##### TEXT PASSAGE
In Re MacIas, 195 B.R. 659 (W.D. Tex. 1996)

US District Court for the Western District of Texas - 195 B.R. 659 (W.D. Tex. 1996)
May 15, 1996

195 B.R. 659 (1996)

In re Alejandrina MACIAS, Debtor.

Bankruptcy No. 95-31002-13.

United States Bankruptcy Court, W.D. Texas, El Paso Division.

May 15, 1996.

*660 Jerry Tanzy, El Paso, Texas, for Debtor.

E.P. Bud Kirk, El Paso, Texas, for Sunwest Bank of El Paso.

Phyllis Bracher, Chapter 13 Trustee, El Paso, Texas.


LEIF M. CLARK, Bankruptcy Judge.

CAME ON for consideration the foregoing matter. Sunwest Bank of El Paso filed a secured claim on February 21, 1996. A bar date of December 4, 1995 for filing claims was set out in the Order and Notice of First Meeting of Creditors. This notice is sent to all creditors in the case, whether secured or unsecured. The chapter 13 trustee indicated her intention not to pay Sunwest's claim, because it has been untimely filed. The bank complained that bar dates do not apply to secured creditors and the claim should accordingly be honored. The trustee suggested that the bank file this motion to obtain a ruling from the court on the matter.
##########
_EXERCISE 1_. According to the bankruptcy opinion, what bar date was set for filing claims?
_EXERCISE 2_. Can you reproduce the part of the bankruptcy opinion starting with "LEIF M. CLARK, Bankruptcy" and going on through "on the matter."?
##### RAW DATA
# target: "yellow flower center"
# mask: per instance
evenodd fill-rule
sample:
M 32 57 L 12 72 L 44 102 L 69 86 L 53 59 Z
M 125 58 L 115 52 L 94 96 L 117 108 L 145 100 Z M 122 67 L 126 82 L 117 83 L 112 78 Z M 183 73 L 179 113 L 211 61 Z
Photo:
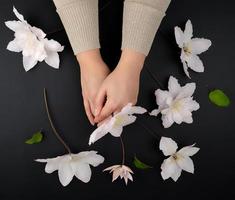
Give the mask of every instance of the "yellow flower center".
M 182 107 L 182 103 L 180 101 L 176 101 L 172 105 L 172 109 L 175 111 L 180 111 L 181 107 Z

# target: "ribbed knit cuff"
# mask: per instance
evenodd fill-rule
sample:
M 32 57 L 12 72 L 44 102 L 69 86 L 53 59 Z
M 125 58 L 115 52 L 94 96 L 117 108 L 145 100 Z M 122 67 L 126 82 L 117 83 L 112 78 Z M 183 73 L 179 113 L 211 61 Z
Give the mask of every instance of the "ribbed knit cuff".
M 144 2 L 144 1 L 143 1 Z M 167 2 L 167 1 L 166 1 Z M 132 49 L 136 52 L 148 55 L 157 29 L 165 16 L 165 8 L 155 7 L 138 3 L 135 1 L 125 1 L 123 12 L 122 29 L 122 50 Z
M 54 0 L 73 52 L 100 48 L 98 0 Z

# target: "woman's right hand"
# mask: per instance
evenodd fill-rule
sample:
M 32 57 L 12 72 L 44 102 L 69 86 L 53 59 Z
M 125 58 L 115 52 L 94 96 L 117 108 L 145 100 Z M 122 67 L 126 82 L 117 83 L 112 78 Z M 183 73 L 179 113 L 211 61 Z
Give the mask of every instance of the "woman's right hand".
##########
_RIGHT ANSWER 1_. December 4, 1995

_RIGHT ANSWER 2_.
LEIF M. CLARK, Bankruptcy Judge.

CAME ON for consideration the foregoing matter. Sunwest Bank of El Paso filed a secured claim on February 21, 1996. A bar date of December 4, 1995 for filing claims was set out in the Order and Notice of First Meeting of Creditors. This notice is sent to all creditors in the case, whether secured or unsecured. The chapter 13 trustee indicated her intention not to pay Sunwest's claim, because it has been untimely filed. The bank complained that bar dates do not apply to secured creditors and the claim should accordingly be honored. The trustee suggested that the bank file this motion to obtain a ruling from the court on the matter.